+++ 抜粋本文

「年頭所感」

会長メッセージ

武久洋三会長2016年元旦

 新年明けましておめでとうございます。昨今の医療改革は、誠に厳しいものがございますが、私は会長として、慢性期ながらも重症を治療し、地域に復帰するべく努力している会員、そして地域の中での行先のない、慢性期後遺症患者を支援し、見守ってくれている会員にも将来の病院運営が継続的に安定的に行えるように様々な提案をし、厚労省等の委員会でも発言しております。

 また私は、急性期と自称しながら、実は中途半端な慢性期治療を行っている病院より慢性期医療に一生懸命になっている病院が下に見られることに抗議し、その是正に努力する立場です。
 また、単位だけは目いっぱいに消化して、期限が来れば改善していないままに退院を強要するようなリハビリを行っている病院が、大手を振って我こそリハビリ本流だと自称している病院とはちがって、日常に速やかに復帰できるためニーズに合わせてリハビリを行っている病院の立場に立っています。また、地域包括ケアのセンターとして、在宅療養総合支援センターの役割を果たそうとしている病院の立場です。
 このように積極的治療に頑張られている病院も、在宅復帰できない患者さんを地域で最後まで看取る病院もいずれも地域では必要です。新しい2016年が私たちにとって良い年となりますように役員一同努力いたします。

 さて最近、総理大臣がよく日本も普通の国になるべきだと言っています。このことは、安保問題での個別的自衛権が国是であった日本を他の先進国並みに集団的自衛権を可能にするべきだという論調の中での事と思っている国民も多いでしょう。大体よその国と違って、個別的自衛権しか認められなかったのは、憲法によるもので、その憲法は戦勝国アメリカにより、与えられたものである。無謀な戦争を周辺国に挑むようなことを二度とできないように日本の再軍備を防止しようとしたのは他ならぬアメリカである。そのアメリカは、戦後レジームの変化による朝鮮戦争以来、東西対立冷戦構造に突入し、軍備を取り上げた日本にも周辺については手伝わそうとして自衛隊を作らせたのである。しかし、憲法の制約がある。さらに、その後アメリカの世界の警察という役割は増大する一方で、その役割のために始めた戦争のほとんどでアメリカは辛酸を嘗めている。その結果、アメリカ単独でなく、多くの同盟国による集団的自衛権を拠り所に世界の平和を守るという論理すなわち、アメリカの国益を守るために同盟国に協力を要請している。特にアジアでは中国や北朝鮮の動向に神経をとがらせながら中近東の泥沼に足を取られている状態では、アメリカは日本にアジアの共同防衛、すなわち日本に集団的自衛権を何としても認めさせることが、アメリカの国益となったのである。終戦直後は日本が再び台頭してアメリカに向かってくる可能性を0(ゼロ)にしたかった政策をとったものの、すでに70年もたっては、世の中は変わるものである。それにしてもかつて日本に侵攻された中国や朝鮮は、70年たっても、その恨みを引きずっており、折に触れ、問題を蒸し返している。然るに日本は、何百万人という無辜の民間人を全国へのB29による絨毯爆撃で壊滅させられた上、原子力爆弾を世界で唯一2回も投下されて甚大な被害を被っている。しかし、日本人はアメリカに恨みがましいことはほとんど言わず、戦後すぐから日本を統治したマッカーサーを旗行列で見送っている。日本人が恨みを忘れやすいのか、中国等がそうでないのかは分からないが、いつまでも、済んでしまったことを持ち出して、ネチネチと自国に都合のよいように条件闘争するよりは、日本人のようなあっさりとした性格のほうがよいのではないかと思うべきか。

++++++
+++ データ抜粋

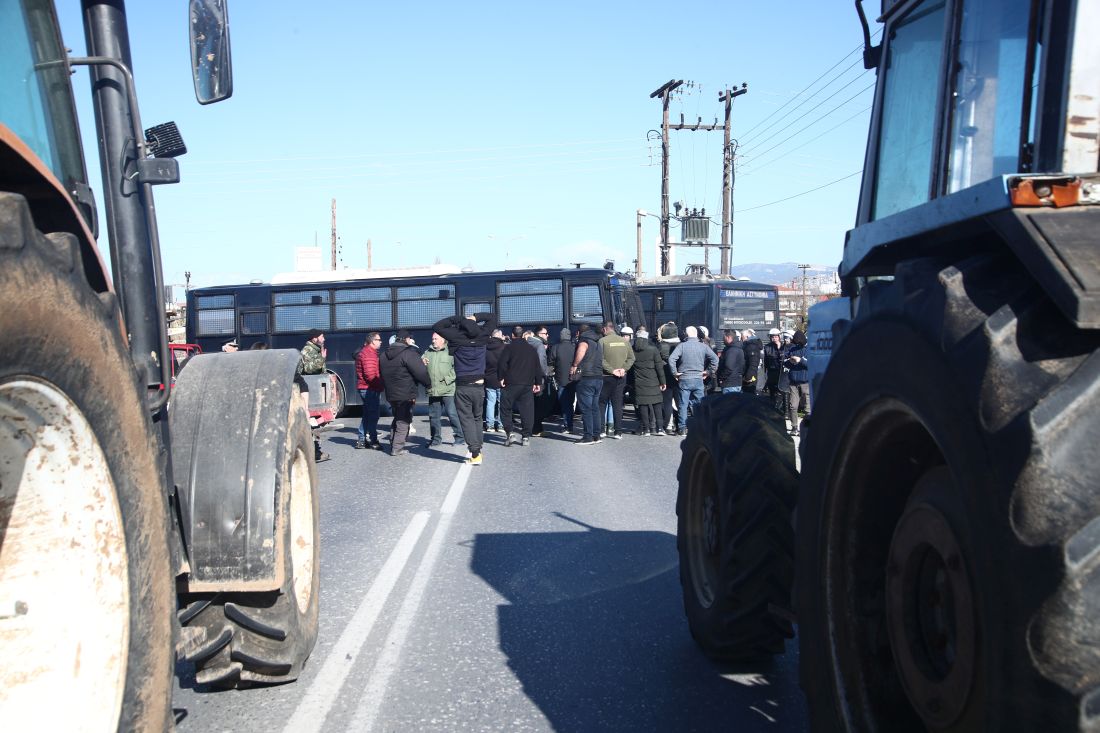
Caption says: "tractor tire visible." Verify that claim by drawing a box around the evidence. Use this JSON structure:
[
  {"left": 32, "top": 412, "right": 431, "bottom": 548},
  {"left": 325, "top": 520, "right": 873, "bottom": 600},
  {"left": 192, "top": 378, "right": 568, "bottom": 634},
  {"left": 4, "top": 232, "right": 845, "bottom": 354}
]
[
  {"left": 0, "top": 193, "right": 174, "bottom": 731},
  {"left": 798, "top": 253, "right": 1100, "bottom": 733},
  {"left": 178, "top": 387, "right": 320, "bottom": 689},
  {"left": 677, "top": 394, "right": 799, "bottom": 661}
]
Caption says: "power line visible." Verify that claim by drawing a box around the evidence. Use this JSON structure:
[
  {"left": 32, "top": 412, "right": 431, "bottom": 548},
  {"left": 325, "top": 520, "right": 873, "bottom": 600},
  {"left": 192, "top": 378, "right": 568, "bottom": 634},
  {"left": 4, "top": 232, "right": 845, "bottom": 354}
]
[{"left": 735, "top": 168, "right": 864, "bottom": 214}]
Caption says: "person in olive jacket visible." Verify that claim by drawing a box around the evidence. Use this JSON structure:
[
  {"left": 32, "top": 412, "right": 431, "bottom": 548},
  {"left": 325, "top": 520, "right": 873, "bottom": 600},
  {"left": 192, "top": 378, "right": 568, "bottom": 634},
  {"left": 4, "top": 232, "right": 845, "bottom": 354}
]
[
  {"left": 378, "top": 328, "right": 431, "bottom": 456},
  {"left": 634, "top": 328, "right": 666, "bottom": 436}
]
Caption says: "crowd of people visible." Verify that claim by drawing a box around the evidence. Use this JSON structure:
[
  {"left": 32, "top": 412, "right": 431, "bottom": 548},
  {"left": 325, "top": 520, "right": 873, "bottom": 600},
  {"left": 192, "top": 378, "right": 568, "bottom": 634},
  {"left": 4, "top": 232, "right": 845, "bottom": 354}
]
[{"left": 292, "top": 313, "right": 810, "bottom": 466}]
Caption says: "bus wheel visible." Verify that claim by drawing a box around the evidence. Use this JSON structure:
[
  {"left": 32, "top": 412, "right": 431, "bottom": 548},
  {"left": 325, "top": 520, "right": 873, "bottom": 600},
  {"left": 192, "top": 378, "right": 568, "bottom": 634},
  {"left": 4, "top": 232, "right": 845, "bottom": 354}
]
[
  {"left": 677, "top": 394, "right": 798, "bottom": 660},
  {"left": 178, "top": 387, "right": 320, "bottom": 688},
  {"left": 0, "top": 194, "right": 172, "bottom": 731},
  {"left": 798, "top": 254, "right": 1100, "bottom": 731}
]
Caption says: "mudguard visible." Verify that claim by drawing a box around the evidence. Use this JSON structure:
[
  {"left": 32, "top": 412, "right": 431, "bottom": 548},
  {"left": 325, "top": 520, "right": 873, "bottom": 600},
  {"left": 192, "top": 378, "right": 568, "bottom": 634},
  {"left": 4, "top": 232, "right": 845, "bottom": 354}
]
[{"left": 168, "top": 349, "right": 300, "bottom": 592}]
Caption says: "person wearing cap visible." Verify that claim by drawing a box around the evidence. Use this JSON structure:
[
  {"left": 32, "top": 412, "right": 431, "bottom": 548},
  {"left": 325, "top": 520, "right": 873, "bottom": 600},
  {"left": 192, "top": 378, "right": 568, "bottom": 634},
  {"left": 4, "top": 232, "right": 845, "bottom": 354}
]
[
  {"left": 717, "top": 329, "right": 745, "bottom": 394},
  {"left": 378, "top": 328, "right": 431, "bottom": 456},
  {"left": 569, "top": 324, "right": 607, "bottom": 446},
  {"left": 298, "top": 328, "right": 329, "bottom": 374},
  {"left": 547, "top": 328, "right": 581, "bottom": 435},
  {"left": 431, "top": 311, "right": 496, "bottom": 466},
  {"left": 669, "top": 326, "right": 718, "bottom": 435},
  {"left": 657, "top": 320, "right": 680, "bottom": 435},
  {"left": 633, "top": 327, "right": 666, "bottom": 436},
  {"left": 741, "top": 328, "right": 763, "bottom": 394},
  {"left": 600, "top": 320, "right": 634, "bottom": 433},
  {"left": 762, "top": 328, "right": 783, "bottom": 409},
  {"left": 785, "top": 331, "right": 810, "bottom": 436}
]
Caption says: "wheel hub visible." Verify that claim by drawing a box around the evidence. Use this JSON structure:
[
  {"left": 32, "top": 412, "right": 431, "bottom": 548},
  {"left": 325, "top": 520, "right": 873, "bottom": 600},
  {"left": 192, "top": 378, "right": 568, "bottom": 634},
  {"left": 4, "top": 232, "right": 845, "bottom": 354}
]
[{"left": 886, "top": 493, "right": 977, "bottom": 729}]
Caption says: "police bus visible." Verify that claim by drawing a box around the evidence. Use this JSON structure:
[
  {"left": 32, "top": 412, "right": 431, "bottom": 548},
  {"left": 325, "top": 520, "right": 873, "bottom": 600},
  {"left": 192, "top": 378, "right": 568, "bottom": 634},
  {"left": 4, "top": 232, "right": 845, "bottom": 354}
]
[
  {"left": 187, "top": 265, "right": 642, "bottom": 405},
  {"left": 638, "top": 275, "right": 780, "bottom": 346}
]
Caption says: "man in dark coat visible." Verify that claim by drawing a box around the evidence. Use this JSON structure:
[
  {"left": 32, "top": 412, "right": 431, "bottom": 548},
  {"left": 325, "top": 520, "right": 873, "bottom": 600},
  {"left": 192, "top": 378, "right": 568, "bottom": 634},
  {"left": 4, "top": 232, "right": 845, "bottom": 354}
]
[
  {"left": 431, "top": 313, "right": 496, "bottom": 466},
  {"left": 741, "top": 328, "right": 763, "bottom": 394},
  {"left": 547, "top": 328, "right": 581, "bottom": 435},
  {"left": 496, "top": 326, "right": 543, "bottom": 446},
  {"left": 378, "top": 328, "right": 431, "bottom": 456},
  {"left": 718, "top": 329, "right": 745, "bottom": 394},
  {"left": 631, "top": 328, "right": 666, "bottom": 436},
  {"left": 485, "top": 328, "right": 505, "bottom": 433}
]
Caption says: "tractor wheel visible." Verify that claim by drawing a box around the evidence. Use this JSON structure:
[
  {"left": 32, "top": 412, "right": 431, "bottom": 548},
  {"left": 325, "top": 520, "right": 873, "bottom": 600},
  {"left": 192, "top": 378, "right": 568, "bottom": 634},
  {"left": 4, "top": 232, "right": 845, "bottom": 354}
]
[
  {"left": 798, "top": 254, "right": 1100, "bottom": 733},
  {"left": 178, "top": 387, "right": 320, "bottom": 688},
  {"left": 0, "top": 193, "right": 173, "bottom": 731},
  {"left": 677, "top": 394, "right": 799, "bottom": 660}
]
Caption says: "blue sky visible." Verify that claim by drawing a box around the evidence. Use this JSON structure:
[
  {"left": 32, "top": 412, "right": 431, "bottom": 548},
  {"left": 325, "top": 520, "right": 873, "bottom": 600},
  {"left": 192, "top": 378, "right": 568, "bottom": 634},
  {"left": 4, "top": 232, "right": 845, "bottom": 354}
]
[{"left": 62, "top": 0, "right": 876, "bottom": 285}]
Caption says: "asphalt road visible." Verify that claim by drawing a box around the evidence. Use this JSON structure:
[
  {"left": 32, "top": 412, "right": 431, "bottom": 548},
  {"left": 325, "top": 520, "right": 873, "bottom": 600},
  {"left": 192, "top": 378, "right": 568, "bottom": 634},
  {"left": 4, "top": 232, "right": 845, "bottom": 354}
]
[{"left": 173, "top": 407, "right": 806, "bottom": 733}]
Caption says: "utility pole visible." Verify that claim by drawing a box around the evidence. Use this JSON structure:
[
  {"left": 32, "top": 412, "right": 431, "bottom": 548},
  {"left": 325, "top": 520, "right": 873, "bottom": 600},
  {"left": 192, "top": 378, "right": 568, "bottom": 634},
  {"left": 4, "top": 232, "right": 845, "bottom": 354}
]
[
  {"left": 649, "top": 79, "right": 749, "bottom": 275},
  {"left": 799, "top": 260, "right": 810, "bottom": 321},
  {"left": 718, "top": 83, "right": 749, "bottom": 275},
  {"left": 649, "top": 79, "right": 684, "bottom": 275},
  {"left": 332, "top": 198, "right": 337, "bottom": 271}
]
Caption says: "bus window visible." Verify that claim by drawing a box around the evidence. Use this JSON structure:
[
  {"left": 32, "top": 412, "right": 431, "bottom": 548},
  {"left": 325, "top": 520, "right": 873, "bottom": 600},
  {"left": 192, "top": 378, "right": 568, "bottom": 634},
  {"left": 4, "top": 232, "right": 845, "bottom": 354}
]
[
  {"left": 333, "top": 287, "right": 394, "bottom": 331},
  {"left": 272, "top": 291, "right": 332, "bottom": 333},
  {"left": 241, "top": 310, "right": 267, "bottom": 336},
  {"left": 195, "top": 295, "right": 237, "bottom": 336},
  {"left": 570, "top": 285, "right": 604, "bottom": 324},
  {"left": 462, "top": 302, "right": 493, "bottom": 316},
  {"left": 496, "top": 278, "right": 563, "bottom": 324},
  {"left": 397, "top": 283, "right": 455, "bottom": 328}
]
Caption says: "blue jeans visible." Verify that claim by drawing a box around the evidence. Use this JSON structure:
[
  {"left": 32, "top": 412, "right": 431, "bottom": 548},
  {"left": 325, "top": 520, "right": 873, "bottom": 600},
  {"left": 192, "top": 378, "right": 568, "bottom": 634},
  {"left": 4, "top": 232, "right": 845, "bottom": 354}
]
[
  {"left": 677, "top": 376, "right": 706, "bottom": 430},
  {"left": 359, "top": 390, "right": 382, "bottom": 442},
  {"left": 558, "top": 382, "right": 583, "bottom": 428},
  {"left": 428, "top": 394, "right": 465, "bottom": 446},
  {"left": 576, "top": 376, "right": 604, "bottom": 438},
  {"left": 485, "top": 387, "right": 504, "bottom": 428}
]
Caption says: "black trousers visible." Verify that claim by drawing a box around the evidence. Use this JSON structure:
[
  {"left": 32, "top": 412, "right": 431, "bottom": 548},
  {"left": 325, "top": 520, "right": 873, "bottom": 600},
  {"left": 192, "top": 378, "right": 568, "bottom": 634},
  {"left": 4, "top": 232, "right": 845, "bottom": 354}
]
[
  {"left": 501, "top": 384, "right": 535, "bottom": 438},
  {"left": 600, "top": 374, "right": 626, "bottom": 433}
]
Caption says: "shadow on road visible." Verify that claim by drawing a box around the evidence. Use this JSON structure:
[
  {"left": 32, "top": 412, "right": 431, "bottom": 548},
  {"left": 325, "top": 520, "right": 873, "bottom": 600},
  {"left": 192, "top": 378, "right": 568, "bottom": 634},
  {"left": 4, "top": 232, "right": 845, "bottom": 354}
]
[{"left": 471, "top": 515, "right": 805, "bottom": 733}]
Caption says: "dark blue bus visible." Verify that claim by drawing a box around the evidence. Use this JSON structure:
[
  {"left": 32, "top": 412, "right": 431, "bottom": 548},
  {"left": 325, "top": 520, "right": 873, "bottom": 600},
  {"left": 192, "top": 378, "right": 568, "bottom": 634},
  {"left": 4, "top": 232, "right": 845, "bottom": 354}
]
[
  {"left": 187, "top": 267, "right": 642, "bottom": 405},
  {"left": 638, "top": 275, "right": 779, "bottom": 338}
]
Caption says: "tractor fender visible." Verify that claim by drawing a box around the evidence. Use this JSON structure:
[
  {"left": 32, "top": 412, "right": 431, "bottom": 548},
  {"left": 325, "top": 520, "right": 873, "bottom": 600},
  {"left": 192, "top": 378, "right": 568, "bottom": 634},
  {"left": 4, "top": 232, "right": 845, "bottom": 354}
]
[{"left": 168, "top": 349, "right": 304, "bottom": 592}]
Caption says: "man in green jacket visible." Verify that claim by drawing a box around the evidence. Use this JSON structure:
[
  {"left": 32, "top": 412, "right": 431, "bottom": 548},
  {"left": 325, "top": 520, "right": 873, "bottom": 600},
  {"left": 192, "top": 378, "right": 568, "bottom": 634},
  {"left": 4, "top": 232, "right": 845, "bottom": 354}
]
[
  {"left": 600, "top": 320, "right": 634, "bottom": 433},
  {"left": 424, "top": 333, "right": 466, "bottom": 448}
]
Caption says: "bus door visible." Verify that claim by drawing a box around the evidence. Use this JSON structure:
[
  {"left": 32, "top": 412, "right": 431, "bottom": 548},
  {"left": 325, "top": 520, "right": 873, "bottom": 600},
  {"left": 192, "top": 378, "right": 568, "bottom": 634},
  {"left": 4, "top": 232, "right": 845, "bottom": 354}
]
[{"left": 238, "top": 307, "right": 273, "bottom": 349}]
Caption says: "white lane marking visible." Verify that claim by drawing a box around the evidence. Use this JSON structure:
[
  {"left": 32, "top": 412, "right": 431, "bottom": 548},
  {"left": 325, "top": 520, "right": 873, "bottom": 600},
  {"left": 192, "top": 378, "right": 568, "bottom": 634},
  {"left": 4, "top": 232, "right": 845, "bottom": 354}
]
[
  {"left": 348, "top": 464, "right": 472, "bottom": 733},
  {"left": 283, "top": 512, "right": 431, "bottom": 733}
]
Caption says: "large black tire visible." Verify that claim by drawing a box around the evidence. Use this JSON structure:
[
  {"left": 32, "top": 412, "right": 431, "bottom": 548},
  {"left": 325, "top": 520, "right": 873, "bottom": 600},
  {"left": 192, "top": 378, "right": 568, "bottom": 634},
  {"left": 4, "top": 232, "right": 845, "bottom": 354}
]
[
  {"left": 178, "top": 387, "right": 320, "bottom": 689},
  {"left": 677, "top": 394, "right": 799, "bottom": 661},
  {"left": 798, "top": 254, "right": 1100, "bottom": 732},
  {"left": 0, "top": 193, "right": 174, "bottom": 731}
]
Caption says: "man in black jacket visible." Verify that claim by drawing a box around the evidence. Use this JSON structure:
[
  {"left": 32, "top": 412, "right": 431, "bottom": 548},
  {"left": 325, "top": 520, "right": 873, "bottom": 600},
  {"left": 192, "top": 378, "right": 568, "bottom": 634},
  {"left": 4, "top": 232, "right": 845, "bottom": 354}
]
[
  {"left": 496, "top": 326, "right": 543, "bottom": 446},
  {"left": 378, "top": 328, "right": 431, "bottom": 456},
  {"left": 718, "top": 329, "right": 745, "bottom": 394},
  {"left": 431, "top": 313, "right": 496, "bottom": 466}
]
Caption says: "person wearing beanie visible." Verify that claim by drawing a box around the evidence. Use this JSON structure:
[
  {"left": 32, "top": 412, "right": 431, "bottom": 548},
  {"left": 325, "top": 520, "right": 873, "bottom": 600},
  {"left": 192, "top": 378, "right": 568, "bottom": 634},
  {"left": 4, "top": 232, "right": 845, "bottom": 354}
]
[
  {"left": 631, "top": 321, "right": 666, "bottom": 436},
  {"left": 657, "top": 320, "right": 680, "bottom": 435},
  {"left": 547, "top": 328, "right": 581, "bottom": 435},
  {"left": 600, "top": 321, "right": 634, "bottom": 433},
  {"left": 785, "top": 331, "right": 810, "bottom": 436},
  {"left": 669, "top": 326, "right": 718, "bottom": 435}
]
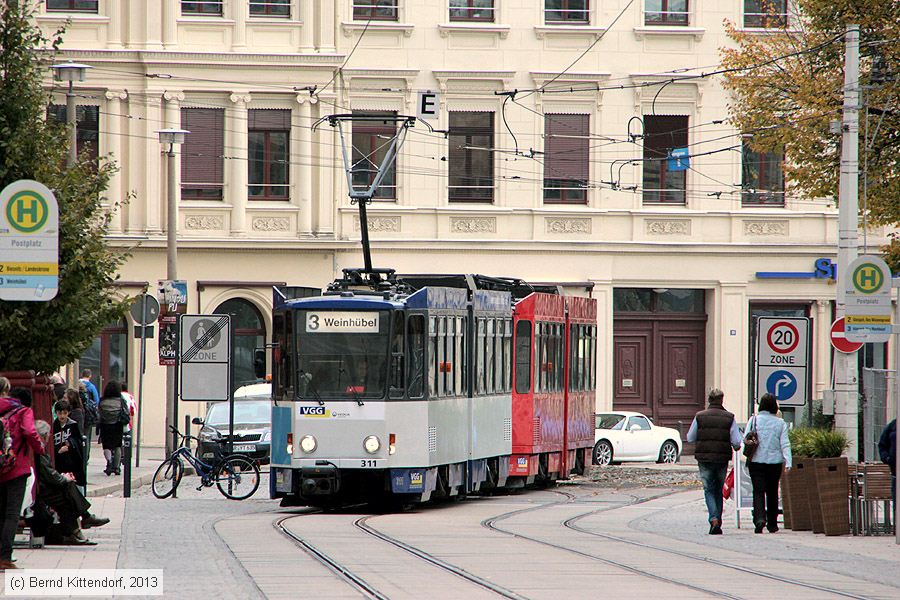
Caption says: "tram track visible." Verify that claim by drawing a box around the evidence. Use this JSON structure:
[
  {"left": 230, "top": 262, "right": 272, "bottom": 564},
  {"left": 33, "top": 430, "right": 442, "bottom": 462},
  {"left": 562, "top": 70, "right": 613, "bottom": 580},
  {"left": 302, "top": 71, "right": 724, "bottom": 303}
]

++++++

* [必須課題]:
1/ 年頭所感にある次の一文を英語に訳せ。「新しい2016年が私たちにとって良い年となりますように役員一同努力いたします。」
2/ 年頭所感を、最後の文の後から書き継げ。
資料は年頭所感の内容と関係がない。

* [模範解答]:
1/ All of the officers will make every effort so that the new year of 2016 will be a good one for us.

2/
 いずれにしても日本はアメリカを頼り、アメリカは日本を利用しようとする関係は、戦負国としてだけでなく、現在のような世界情勢では、一国のみで自国を守れる国はどこにもない。弱小日本が、大国を頼るとすれば、アメリカしかないだろう。まさか中国を頼りたい人はいないだろう。さすれば、日本はアメリカの方針に従わざるを得ないことは、明白である。このような戦後レジームが継続されることは、首相の日本も普通の国になるという言葉に包含されているのだ。
 決してアメリカの属国になるとは一国の主は口が裂けても言えないだろう。このことは、アメリカを中心とした同盟国の他の国と同じような国になるという意味である。それは安全保障だけでなく、経済協力、TPP、金融政策も同じことであり、医薬品や医療機器、医療提供体制、各種保険制度についても宗主国の枠組みに組み込まれるということである。そのことを良しとするのか、否とするかは、国民が選挙で判断することとなるが、少々反対しても、大きな渦には首相自身としても抗えないことは結果が示されている。
 そうなると、医療についてもどんどん普通の国になってゆくという覚悟が必要である。政府は一強多弱の政権下では、その方向に邁進する官僚はこれまで十分に思うような政策を行えなかった、いわゆる「決められない政治」から、この機を逃さじとして矢継ぎ早に温めたその改革案をどんどん決定してもらおうと躍起である。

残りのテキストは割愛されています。